▶ **Petunjuk**
1. Menurut teks tentang Selawat Wali Songo, siapa yang melagukan ulang selawat itu?
2. Tolong lanjutkan teks tentang Selawat Wali Songo, mulai dari sesudah kalimat terakhirnya.

-------- Kutipan Sumber --------

“Sunan Gresik, kondang ngelmu dagange/Sunan Ampel, falsafah moh limone/Sunan Giri, tembang dolanane/Sunan Bonang, musisi gamelane/Sunan Drajat, pepali pitune/Sunan Kalijaga, wayangane/Sunan Muria, ngemu tradisine/Sunan Kudus, gede toleransine/Sunan Gunung Jati, politike/Ayo podo, eling sak lawase”
Selawat Wali Songo yang dipopulerkan oleh Gus Ahans Mahabie (Ponpes Hanacaraka Wonogiri) yang kemudian dilagukan ulang oleh Umi Laila ini boleh dikatakan sebagai salah satu pilihan versi (penggambaran) dari Wali Songo, ulama keramat penyebar Islam di Jawa yang hidup sepanjang abad ke-15 hingga ke- 16 Masehi.

-------- Data yang Disediakan --------

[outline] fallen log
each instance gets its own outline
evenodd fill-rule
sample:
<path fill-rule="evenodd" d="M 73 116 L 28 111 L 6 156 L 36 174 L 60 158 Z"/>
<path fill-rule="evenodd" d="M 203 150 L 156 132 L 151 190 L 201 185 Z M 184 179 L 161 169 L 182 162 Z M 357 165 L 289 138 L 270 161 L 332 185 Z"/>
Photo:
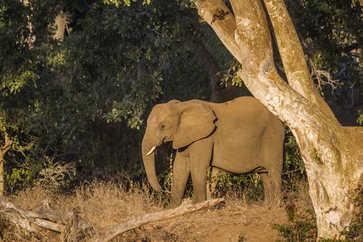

--------

▶ **Jawaban Tugas**
1. Umi Laila.

2.
Dikatakan pilihan versi karena dalam lirik yang telah penulis sebutkan sebelumnya berisi manhaj dakwah dari setiap wali yang secara identik kemudian diasosiasikan dengan sosok dan karakter masing-masing wali. Pilihan semacam ini mengingatkan kita pada versi penggambaran Wali Songo yang cukup populer di kalangan anak-anak tahun 90-an.
Waktu itu, penggambaran yang langsung muncul dalam benak anak-anak dari penyebutan frasa wali songo adalah apa yang mereka temui dalam komik-komik yang dijual murah yang memuat cerita Wali Songo. Komik-komik yang serupa dengan komik Siksa Neraka yang sekarang tengah di remake menjadi sebuah film.
Terlepas dari ‘sempitnya’ ruang yang tersedia dalam sebuah lagu (selawat), menurut penulis, penggambaran semacam ini agaknya didasarkan pada prinsip popularitas. Artinya bahwa seluruh manhaj yang dipilih bersumber dari informasi cerita, dongeng, legenda atau bahkan mitos terpopuler dari Wali Songo. Kendati secara substansi, hal ini tidak berpengaruh terhadap validitas informasi yang diberikan.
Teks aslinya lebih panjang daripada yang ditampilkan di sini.